Subtle Dread: Rick Geary's Treasury of Victorian Murder

By all accounts, Rick Geary’s a 'Treasury of Victorian Murder' series should not be scary at all. Geary’s art, at first glance seems a better fit on the pages of Gumby than illustrating some of the most gruesome crimes of the 19th century. Even the plots tend to be composed mainly of facts and theories about the portions of the crimes that have gone unsolved. But oddly enough, it’s precisely because of Geary’s firm hold on reality with his plots, and his subtle use of horror and gore, that each episode fills with a dread that creeps to the back of your brain and stays there.

The Saga of the Bloody Benders takes the non-fiction elements to extreme by starting the story with maps. What seems like a history lesson on the surface, begins Geary’s secret invasion into our mind. He puts in his own interpretation of the houses on the maps and presents them in such a way that 19th-century Kansas looks like a different world. The details on the history of the area help the reader become immersed in the culture of the time and how its people behaved and felt. Geary’s art helps by showing a creepy John Brown with his sword covered in blood. This one simple illustration takes a simple line from a history book and gives it a face and meaning from page one.

*WORK TASK 1:* List each distinct proper name (of a person, place, or work) that appears in the body of the review on Rick Geary's series, not counting the header.
*WORK TASK 2:* Rewrite the review's passage from "The Saga of" to "from page one.", substituting "charts" for "maps".
The data has no role here.

*INPUT DATA:*

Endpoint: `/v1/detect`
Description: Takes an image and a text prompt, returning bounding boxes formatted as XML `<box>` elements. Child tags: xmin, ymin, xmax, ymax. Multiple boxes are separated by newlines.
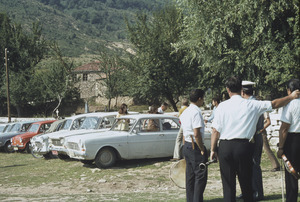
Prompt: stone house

*TASK OUTPUT 1:*
Rick Geary
Treasury of Victorian Murder
Gumby
The Saga of the Bloody Benders
Kansas
John Brown

*TASK OUTPUT 2:*
The Saga of the Bloody Benders takes the non-fiction elements to extreme by starting the story with charts. What seems like a history lesson on the surface, begins Geary’s secret invasion into our mind. He puts in his own interpretation of the houses on the charts and presents them in such a way that 19th-century Kansas looks like a different world. The details on the history of the area help the reader become immersed in the culture of the time and how its people behaved and felt. Geary’s art helps by showing a creepy John Brown with his sword covered in blood. This one simple illustration takes a simple line from a history book and gives it a face and meaning from page one.